*THE INPUT:*

****************

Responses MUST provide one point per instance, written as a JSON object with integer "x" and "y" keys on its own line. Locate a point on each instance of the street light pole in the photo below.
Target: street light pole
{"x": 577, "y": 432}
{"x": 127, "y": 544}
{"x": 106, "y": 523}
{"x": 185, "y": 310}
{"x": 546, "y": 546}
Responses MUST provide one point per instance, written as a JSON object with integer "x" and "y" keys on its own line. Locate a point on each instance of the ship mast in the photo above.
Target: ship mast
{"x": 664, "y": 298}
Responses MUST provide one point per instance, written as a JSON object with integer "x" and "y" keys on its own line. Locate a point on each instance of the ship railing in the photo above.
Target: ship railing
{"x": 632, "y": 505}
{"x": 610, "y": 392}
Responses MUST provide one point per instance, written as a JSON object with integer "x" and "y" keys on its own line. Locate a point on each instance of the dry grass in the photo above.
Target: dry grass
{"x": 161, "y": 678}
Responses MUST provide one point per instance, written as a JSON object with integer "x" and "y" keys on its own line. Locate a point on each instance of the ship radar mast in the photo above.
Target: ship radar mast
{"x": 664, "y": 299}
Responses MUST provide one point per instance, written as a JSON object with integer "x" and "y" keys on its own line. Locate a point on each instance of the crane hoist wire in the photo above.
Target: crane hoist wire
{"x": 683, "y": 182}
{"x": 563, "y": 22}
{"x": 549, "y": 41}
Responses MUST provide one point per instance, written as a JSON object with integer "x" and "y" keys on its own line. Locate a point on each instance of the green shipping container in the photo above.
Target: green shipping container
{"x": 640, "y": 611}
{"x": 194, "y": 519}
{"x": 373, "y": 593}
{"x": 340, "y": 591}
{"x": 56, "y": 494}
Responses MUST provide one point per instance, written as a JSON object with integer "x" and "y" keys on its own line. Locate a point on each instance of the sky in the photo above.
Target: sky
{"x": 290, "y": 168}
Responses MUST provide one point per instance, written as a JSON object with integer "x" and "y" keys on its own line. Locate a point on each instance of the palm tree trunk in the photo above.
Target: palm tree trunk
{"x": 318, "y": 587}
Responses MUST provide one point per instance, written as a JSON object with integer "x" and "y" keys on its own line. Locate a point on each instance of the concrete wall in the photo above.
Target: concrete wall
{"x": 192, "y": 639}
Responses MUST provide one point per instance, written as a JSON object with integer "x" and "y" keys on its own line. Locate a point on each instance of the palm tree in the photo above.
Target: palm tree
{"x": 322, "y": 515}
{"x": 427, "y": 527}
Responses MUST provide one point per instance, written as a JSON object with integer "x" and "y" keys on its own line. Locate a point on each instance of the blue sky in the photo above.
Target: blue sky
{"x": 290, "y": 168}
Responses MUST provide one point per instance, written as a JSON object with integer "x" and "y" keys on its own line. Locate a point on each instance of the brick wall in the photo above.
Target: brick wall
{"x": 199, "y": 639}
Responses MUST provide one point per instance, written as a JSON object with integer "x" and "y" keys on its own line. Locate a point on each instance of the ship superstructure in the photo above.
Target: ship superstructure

****************

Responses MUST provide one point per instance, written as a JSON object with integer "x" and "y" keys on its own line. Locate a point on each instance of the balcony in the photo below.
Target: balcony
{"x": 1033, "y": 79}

****************

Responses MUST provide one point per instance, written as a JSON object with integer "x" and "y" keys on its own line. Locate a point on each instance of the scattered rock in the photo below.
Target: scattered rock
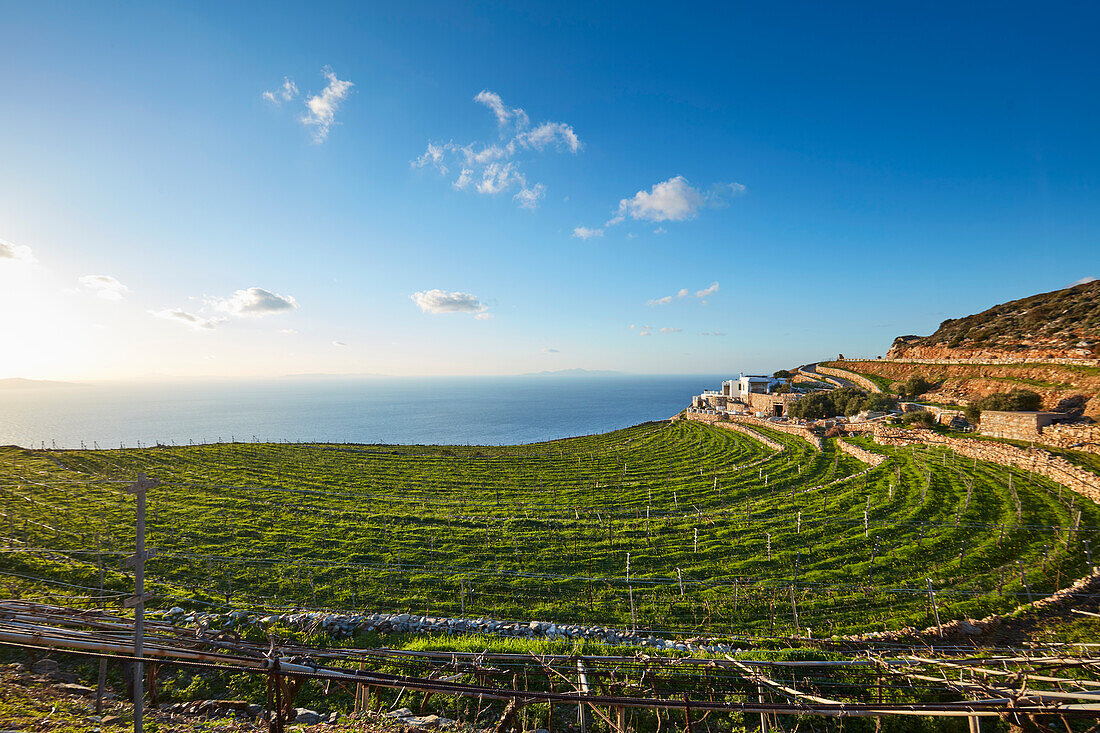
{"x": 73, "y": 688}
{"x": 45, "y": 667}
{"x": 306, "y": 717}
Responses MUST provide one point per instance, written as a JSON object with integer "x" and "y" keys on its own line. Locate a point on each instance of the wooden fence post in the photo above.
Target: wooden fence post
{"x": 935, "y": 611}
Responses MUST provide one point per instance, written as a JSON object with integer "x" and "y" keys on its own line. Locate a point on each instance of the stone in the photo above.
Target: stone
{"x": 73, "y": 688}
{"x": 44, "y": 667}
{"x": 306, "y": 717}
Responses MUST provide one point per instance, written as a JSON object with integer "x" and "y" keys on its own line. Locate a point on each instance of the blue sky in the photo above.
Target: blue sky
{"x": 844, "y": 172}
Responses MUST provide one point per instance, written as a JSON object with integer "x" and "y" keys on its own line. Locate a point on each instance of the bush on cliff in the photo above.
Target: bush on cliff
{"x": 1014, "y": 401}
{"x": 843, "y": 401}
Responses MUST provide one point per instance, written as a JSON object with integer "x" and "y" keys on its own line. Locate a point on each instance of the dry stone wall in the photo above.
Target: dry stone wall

****************

*DO THIS:* Report each line above that contains the string "stone", copying every such line in full.

*SOLUTION TO THIS TASK:*
Responses MUST provide one point per instance, written as a JSON object with integer "x" and "y" keys on its own line. Locate a point on each instance of the stone in the photo above.
Target: stone
Responses MUST provide one point per instance, written as a JSON object with integer "x" and "y" keys on its own line. Locate a point on each instance of the dry stone wall in the photo above.
Target: dry stone wall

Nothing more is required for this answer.